## Task item
Every line with the string "trim" should be copied from the data.

** Opening Dataset records block **

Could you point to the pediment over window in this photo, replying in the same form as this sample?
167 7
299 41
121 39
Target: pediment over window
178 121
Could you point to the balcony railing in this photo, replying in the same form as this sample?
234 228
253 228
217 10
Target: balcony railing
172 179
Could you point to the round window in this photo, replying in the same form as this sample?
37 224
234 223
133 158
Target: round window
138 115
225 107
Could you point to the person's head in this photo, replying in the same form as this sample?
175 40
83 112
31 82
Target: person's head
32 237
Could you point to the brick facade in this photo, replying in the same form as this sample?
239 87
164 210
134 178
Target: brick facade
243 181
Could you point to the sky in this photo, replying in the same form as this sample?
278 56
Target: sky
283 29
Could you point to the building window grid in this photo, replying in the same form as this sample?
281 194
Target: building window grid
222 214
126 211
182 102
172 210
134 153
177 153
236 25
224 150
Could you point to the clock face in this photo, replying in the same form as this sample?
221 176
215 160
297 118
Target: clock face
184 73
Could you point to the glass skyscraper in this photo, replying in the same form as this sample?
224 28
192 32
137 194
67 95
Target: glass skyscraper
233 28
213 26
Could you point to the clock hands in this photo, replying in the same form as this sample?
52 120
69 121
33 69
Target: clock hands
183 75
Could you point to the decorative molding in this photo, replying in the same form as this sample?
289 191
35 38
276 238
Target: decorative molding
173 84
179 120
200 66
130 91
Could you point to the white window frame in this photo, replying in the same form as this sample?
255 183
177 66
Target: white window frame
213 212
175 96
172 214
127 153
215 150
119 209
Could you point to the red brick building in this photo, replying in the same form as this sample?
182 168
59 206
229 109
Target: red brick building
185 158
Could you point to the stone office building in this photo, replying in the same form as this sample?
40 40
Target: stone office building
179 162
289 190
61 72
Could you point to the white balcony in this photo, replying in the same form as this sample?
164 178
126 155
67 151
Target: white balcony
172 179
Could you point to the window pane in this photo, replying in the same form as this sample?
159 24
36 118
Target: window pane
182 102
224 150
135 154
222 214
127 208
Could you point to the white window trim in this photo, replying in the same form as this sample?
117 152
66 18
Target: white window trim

** Closing Dataset records block **

## Solution
Could you point to the white window trim in this photo, replying in the same form as this sample?
Target: white window trim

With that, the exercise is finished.